→ Problem set
1. In the text about the covid-19 public tenders investigation, who was the model M.A.R.A named after?
2. Transcribe the passage of the text about the covid-19 public tenders investigation that opens with the words containing "The investigation, that" and closes with "of the pandemic.".

→ Study text
● ● ●
With the covid-19 pandemic, governments across the world increased their spending on several medical equipment and services to fight the spread of the vírus. Portugal was no exception. But how much was spent? And which companies profited the most with the pandemic? No one seemed to know. Using the Portuguese Public tenders database and Machine Learning, we were able to give some answers. This investigation was done in collaboration with other european newsrooms, so we ended up being able to compare countries expenses (and their lack of transparency).
This story was Publico’s front page and it was cited along all other portuguese media outlets.
The investigation, that resulted in three articles (published both online and in the print version of the newspaper) and a news app, was very impactful since it shed some light to the business side of the pandemic.
The fact that we also decided to publish a news application that allowed everyone to look at their local hospital/local government/school or any other public institution was also very important because it allowed people to scrutinise their local institutions.
Because this investigation was made in collaboration with other European journalists, we also found out that not every country has the same open data policies regarding covid-19 public tenders, being Portugal one of the few countries that decided to publish all the data. That was also very important to highlight a good policy regarding public spending.
This was probably the longest and most ambitious data project I’ve ever worked on. The portuguese government was publishing an excel file with all the contracts, but I ended up realizing that a big amount of purchases related to covid-19 were not on this database. So I built a scraper with about 90 covid-19 keywords to everyday get the data from the public tenders website, do the consecutive data transformations needed, get information about those companies from other websites and put it in a shared spreadsheet that everyone collaborating in the project was able to access. I’ve used NLP and the tidytext to get the most used words on the contracts descriptions to find out more possible words to add to the scraper.
We agreed with the international partners that it would be useful to classify those contracts by kind of purchase (ventilators, masks, etc). Since most european countries were not publishing all the data, it was a doable task for everyone working on the project. But Portugal had about 16.000 contracts. So it suddenly became a very hard task. Using Machine Learning and the previous 5000 already classified contacts, I built a model that relied on tf-idf and other fields from the database to do those classifications. It was a very imperfect model (maybe someone with more experience in ML would do a better job at this) with only 70% of success. So we checked the model classifications everytime it ran.
For the news app, I’ve used vue.js to build the website and plumber R package to build the API for the app. All the other analyses were done using R.
What was the hardest part of this project?
Dealing with so much messy data. The public tenders database doesn’t have a proper API, so I had to use the export params on the url to automate stuff. But the returned data was messy, and cleaning it to match the agreed data format with the international partners was hard.
But the hardest challenge was to read 16.000 contracts. Even though the ML model helped a lot, it still needed to be fact-checked. And because most of the contract descriptions were not explicit enough, we often needed to check the pdf files on the public tenders database to understand what that was, if it was related to the pandemic and what was the price unit of that product – that was the only way to get, for example, how the FFP2 masks prices have variated along the time.
What can others learn from this project?
That Machine Learning can save your investigation. Without Machine Learning, it would take us ages to classify everything. Even though we had to fact-check the results provided by the model, M.A.R.A (the name of the model, named after the intern that helped me classify the first 5000 contracts) did the work for the easy to classify contracts, leaving us time to focus on the ones that were harder to classify.
But it also showed me that you can’t bindly trust ML. Maybe my lack of experience using ML was what drove me there, but, for example, M.A.R.A kept thinking that stuff bought by Madeira’s regional government was construction related purchases (Madeira can be translated to Wood in portuguese).
● ● ●
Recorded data
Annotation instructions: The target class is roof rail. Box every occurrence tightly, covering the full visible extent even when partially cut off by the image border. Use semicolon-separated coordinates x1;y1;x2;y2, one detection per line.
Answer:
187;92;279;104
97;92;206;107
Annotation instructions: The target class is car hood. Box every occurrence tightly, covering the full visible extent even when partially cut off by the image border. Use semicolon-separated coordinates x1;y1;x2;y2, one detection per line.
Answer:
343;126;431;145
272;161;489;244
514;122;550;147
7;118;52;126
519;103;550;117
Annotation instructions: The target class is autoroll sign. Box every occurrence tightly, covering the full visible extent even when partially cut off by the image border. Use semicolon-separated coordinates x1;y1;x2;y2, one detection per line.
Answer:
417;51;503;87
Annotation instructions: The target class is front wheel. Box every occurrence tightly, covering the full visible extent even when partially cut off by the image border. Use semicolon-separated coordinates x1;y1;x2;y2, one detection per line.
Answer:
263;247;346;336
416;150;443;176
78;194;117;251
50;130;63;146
● ● ●
→ Response list
1. The intern who helped classify the first 5000 contracts.

2.
The investigation, that resulted in three articles (published both online and in the print version of the newspaper) and a news app, was very impactful since it shed some light to the business side of the pandemic.